### BRANO CITATO
"""

I'm in control and I believe.

"due tenere divertenti e divertite amichette sperdute per la metropoli."

oggi dopo giorni ho pensato che posso farcela.
ricorda, alessandra: mai sottovalutare il potere delle piccole conquiste.

10 gennaio 2008

un tempo la solitudine mi calzava a pennello. non ci sono cazzi che tengano: nei momenti duri le superdonne fanno quello che c'è da fare, e nei loro piccoli supergusci fanno le loro superimprese titaniche. è così, dentro o fuori, non c'è scelta.
in questi cinque giorni c'è stato più che mai il desiderio di sentire una risata esplodere dalla cucina, di un parola che mi tirasse su dall'abisso di libri e scadenze. appena ho avvertito chiaramente questo bisogno ho pensato di essere davvero una persona debole. debole non riuscire a farcela per conto mio, debole e vergognoso.
poi è arrivata e nel giro di ventiquattr'ore ho riso, pianto, mi sono arrabbiata e sfogata, ho parlato di almeno quarantadue argomenti diversi e ho mangiato in un ottimo ristorante cinese. soprattutto non mi sono più sentita debole. ho trovato la forza che mancava nei suoi gesti sinceri, nella sua risata squillante e un po' oca, in tutto quel nonsochè indecifrabile che simone una volta ha definito fresco. è vero, è arrivata una folata d'aria fresca dentro casa ed è stato un toccasana.

"""

### VOCI
"""

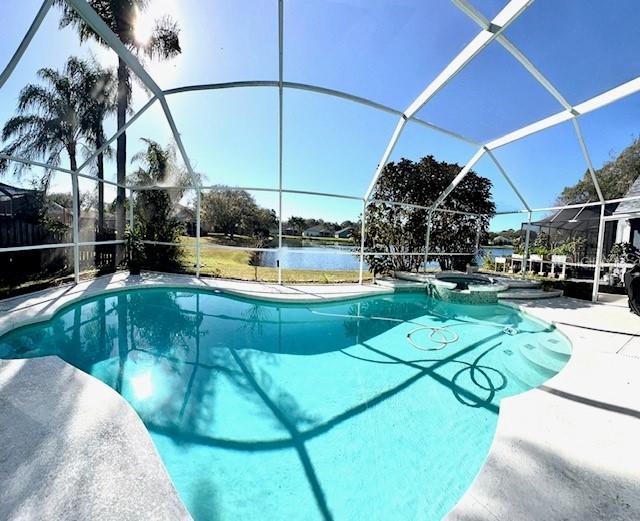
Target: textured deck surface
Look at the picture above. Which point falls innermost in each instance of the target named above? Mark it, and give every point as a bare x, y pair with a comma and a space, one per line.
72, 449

"""
"""

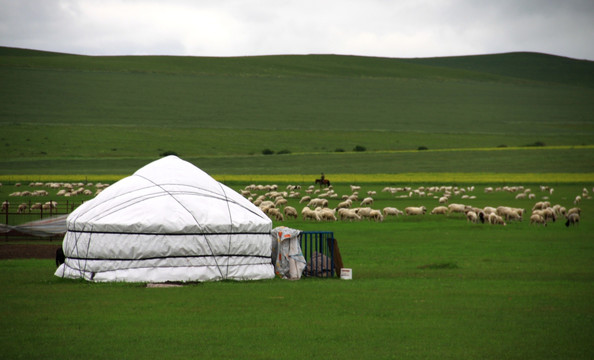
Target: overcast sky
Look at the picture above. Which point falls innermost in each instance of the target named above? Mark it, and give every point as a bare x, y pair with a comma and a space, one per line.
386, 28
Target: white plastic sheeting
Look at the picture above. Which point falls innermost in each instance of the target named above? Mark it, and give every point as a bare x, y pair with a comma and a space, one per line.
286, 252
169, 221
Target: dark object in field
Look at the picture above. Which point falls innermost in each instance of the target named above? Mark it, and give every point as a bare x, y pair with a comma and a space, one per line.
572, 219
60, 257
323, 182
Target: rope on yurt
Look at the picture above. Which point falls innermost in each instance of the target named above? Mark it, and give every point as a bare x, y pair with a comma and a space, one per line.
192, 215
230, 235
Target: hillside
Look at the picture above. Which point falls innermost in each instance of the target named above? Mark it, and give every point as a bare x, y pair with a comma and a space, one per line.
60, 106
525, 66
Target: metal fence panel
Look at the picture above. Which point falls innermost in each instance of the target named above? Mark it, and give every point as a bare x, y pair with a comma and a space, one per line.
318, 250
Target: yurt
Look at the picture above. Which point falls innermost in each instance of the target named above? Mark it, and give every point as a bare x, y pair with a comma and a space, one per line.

"""
"""

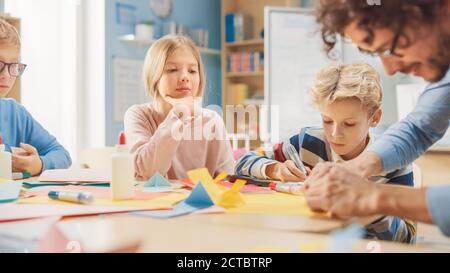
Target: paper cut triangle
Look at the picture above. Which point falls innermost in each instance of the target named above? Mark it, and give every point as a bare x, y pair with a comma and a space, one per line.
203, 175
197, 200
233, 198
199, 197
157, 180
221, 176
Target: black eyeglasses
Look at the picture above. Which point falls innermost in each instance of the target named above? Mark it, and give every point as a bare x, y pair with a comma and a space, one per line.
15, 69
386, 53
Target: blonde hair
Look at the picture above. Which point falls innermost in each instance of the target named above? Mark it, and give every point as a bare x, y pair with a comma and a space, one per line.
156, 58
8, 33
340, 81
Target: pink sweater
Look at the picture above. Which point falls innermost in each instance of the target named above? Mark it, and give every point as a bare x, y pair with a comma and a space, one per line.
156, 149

"""

### COSA SERVE
Prosegui il brano di diario sull'amica arrivata in casa, riprendendo subito dopo la sua ultima frase. I record non hanno alcun legame con il brano.

### SOLUZIONE DELL'ESERCIZIO
mi rendo conto che quello che può rendermi una persona forte, ora, è la capacità di amalgamarmi alle persone, accantonando il timore martellante della perdita - degli altri ma soprattutto di una parte di me stessa. perchè sono stata sola tanto tempo e, per quanto questo mi facesse sentire autosufficiente e moltomolto figa, non lo cambierei con i piccoli disastri di oggi. l'ineccepibile puntualità che avevo nei miei confronti non la baratterei con l'attesa febbrile che vivo oggi aspettando quell'abbraccio o quella risata. non so se arriverà, non so quando, ma io aspetto ed è questo che fa la differenza. rinuncio consapevolmente alla precisione e all'efficienza, alla fruttuosità e alla determinazione e decido di costruire qualcosa secondo un progetto molto più ambizioso, ed estremamente più rischioso. vivere a roma da questo punto di vista è una palestra infinita; ti permette e ti costringe a scontrarti con le realtà più diverse, mutevoli e imperfette. ti impedisce di chiuderti a guscio; se vuoi viverla devi metteri in gioco e aspettarti che non andrà sempre come ti aspetti. roma dice: butta via i progetti di automiglioramento - l'automiglioramento è masturbazione - e fatti travolgere. ognuno risponde come può, come sa.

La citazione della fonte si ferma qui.